Provided records:
+===+

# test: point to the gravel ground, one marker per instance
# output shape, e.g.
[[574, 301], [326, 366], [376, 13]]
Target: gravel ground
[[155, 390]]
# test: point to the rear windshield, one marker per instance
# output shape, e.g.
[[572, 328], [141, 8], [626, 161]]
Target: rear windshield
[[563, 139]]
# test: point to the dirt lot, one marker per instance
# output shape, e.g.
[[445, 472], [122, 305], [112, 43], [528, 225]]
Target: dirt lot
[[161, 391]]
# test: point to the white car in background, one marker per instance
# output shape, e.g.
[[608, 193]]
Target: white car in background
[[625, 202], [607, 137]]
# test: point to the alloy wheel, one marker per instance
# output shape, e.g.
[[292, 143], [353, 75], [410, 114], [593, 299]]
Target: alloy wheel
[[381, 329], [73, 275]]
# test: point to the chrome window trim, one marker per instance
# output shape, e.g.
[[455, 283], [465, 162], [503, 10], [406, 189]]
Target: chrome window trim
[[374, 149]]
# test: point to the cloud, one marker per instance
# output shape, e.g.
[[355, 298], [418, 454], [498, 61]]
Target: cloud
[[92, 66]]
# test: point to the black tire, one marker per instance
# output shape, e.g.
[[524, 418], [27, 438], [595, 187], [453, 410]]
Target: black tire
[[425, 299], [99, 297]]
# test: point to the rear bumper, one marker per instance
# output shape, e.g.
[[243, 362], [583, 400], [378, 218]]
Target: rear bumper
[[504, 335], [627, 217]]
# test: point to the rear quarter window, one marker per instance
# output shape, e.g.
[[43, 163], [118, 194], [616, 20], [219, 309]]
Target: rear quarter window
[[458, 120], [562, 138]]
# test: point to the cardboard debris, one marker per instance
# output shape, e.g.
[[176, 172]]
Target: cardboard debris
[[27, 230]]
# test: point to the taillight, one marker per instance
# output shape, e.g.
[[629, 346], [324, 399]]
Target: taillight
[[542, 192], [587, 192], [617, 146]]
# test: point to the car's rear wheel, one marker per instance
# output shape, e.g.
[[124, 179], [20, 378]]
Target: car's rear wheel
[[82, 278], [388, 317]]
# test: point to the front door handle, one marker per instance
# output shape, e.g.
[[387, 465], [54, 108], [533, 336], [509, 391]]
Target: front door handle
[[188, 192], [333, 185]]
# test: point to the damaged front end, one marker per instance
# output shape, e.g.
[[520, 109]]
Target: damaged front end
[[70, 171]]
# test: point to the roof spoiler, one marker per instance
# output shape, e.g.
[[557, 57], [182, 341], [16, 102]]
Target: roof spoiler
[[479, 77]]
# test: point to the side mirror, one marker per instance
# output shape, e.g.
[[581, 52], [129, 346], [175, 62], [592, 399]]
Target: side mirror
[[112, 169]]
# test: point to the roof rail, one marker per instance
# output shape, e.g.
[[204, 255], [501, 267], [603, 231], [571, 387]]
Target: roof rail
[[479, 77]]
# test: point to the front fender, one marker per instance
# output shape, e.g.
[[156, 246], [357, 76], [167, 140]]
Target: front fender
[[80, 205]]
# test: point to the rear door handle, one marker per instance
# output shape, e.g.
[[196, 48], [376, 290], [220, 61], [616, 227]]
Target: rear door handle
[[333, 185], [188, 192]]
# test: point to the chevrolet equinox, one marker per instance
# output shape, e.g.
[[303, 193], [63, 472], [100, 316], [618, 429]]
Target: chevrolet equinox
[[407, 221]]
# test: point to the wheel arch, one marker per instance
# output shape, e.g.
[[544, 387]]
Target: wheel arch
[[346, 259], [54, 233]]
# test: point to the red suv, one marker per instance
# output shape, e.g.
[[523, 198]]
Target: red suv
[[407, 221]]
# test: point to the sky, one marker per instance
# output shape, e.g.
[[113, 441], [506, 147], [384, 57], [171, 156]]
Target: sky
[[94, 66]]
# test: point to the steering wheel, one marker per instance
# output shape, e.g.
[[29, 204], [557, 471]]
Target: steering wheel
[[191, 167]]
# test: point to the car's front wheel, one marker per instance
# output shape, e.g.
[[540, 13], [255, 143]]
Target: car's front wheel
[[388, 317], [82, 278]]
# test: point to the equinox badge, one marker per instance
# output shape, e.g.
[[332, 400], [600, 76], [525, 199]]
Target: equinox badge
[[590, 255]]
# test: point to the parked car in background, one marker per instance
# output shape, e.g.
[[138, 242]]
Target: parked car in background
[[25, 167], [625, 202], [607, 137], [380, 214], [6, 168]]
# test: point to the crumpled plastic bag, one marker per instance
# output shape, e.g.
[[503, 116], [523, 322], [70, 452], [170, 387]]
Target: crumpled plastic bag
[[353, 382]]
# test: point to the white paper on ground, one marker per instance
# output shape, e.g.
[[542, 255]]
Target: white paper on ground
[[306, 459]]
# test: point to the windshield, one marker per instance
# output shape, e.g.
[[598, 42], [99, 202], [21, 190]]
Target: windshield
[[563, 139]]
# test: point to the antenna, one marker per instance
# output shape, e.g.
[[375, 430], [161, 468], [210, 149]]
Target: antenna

+===+

Written problem: Copy out the listing word for word, from its first line through the line containing "[[542, 192], [587, 192], [617, 146]]", with both ends included.

Task answer:
# test: point to the gravel ground, one marker per instance
# output shape, e.g.
[[574, 301], [326, 366], [376, 13]]
Target: gravel ground
[[155, 390]]
# test: point to the rear windshield, one marker per instance
# output shape, e.g.
[[572, 328], [141, 8], [626, 161]]
Target: rear windshield
[[563, 139]]
# test: point to the dirt lot, one marker per instance
# output shape, e.g.
[[445, 472], [122, 305], [112, 43], [528, 225]]
Target: dirt lot
[[161, 391]]
# test: point to the white car in background, one marker per instance
# output shape, e.g.
[[608, 193]]
Target: white car in background
[[625, 202], [607, 137]]
# test: point to the alloy wheel, one marker per instance
# output shape, e.g.
[[292, 143], [353, 75], [410, 114], [593, 299]]
Target: alloy wheel
[[381, 329], [73, 275]]
# test: point to the chrome window trim, one marker per instance
# output shape, e.g.
[[455, 283], [465, 162], [503, 10], [406, 189]]
Target: chrome window trim
[[374, 149]]
# test: point to the cloud, one marker per instance
# output shape, e.g.
[[355, 298], [418, 454], [498, 61]]
Target: cloud
[[92, 66]]
# test: point to the black tire, one marker per instance
# output shape, e.g.
[[524, 418], [27, 438], [595, 187], [453, 410]]
Target: black tire
[[425, 299], [99, 297]]
# test: point to the rear bumper, one marker per instance
# output shape, e.g.
[[243, 362], [583, 400], [378, 218]]
Target: rear bumper
[[504, 335], [627, 217]]
# test: point to the rear quarter window, one marker per instance
# output shape, e.g.
[[43, 163], [118, 194], [616, 20], [219, 309]]
Target: rear quarter window
[[458, 120], [562, 138]]
# test: point to the cardboard debris, one marker per instance
# output shape, e.g.
[[176, 172]]
Target: cardboard debris
[[27, 230]]
# test: point to the taillight, one marker per instance
# output shape, e.g.
[[629, 346], [324, 399]]
Target: taillight
[[542, 192], [587, 192], [617, 146]]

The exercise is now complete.